Page extract:
+---+

6. Information Gathering

The goal of a penetration test (or pentest) is to detect security gaps to improve the defenses of the company being tested. Because the network, devices, and software within the company's environment change over time, penetration testing is a cyclic activity. A company's attack surface changes periodically due to newly discovered software vulnerabilities, configuration mistakes from internal activities, or IT restructuring that might expose new segments for targeting.

In this Learning Module, we'll learn how to methodically map such an attack surface using both passive and active means, and understand how to leverage this information during the entire penetration test lifecycle.

6.1. The Penetration Testing Lifecycle

This Learning Unit covers the following Learning Objectives:

Understand the stages of a Penetration Test
Learn the role of Information Gathering inside each stage
Understand the differences between Active and Passive Information Gathering

To keep a company's security posture as tightly controlled as possible, we should conduct penetration testing on a regular cadence and after every time there's a significant shift in the target's IT architecture.

A typical penetration test comprises the following stages:

Defining the Scope
Information Gathering
Vulnerability Detection
Initial Foothold
Privilege Escalation
Lateral Movement
Reporting/Analysis
Lessons Learned/Remediation

In this Module, we'll briefly cover scoping before turning our focus to the main objective, Information Gathering. We will learn more about the other stages during the rest of the course.

The scope of a penetration test engagement defines which IP ranges, hosts, and applications should be test subjects during the engagement, as compared to out-of-scope items that should not be tested.

Once we have agreed with the client on the engagement's scope and time frame, we can proceed to the second step, information gathering. During this step, we aim to collect as much data about the target as possible.

To begin information gathering, we typically perform reconnaissance to retrieve details about the target organization's infrastructure, assets, and personnel. This can be done either passively or actively. While the former technique aims to retrieve the target's information with almost no direct interaction, the latter probes the infrastructure directly. Active information gathering reveals a bigger footprint, so it is often preferred to avoid exposure by gathering information passively.

It's important to note that information gathering (also known as enumeration) does not end after our initial reconnaissance. We'll need to continue collecting data as the penetration test progresses, building our knowledge of the target's attack surface as we discover new information by gaining a foothold or moving laterally.

+---+

Supplied data:
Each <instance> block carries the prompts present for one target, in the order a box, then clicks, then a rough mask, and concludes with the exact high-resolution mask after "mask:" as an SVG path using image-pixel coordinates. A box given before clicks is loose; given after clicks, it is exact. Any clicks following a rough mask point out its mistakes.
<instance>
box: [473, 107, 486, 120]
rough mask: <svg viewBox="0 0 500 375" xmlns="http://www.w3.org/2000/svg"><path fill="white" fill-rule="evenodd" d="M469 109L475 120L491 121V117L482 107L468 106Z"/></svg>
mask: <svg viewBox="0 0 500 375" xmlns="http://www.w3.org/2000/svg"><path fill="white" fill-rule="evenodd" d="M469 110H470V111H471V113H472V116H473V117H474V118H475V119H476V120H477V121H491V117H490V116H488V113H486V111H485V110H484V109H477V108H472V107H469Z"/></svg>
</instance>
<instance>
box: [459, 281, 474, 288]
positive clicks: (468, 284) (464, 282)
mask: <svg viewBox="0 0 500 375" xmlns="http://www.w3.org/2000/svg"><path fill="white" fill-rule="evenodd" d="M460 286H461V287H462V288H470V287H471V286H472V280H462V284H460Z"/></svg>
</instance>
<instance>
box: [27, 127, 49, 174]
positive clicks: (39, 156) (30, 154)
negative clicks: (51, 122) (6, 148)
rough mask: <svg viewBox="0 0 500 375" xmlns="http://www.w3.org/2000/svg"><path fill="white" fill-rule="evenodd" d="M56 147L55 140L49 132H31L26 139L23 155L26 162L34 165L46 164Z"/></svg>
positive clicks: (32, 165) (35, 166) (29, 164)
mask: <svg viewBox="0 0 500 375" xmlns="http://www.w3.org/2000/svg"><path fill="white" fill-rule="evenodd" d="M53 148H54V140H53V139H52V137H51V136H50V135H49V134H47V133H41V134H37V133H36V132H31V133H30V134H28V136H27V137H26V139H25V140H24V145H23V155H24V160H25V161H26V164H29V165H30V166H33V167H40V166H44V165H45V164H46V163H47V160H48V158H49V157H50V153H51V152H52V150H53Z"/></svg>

+---+

To do:
1. Repeat the penetration testing text word for word, from "In this Module, we'll" up to and including "of the course.".
2. Rewrite the paragraph of the penetration testing text that begins "To begin information gathering" as a short list that keeps its main facts.
The material has no connection to the penetration testing text.

Solution set:
1.
In this Module, we'll briefly cover scoping before turning our focus to the main objective, Information Gathering. We will learn more about the other stages during the rest of the course.

2.
- Information gathering usually starts with reconnaissance into the target organization's infrastructure, assets, and personnel.
- Reconnaissance can be passive, with almost no direct interaction, or active, probing the infrastructure directly.
- Active gathering leaves a bigger footprint, so passive gathering is often preferred to avoid exposure.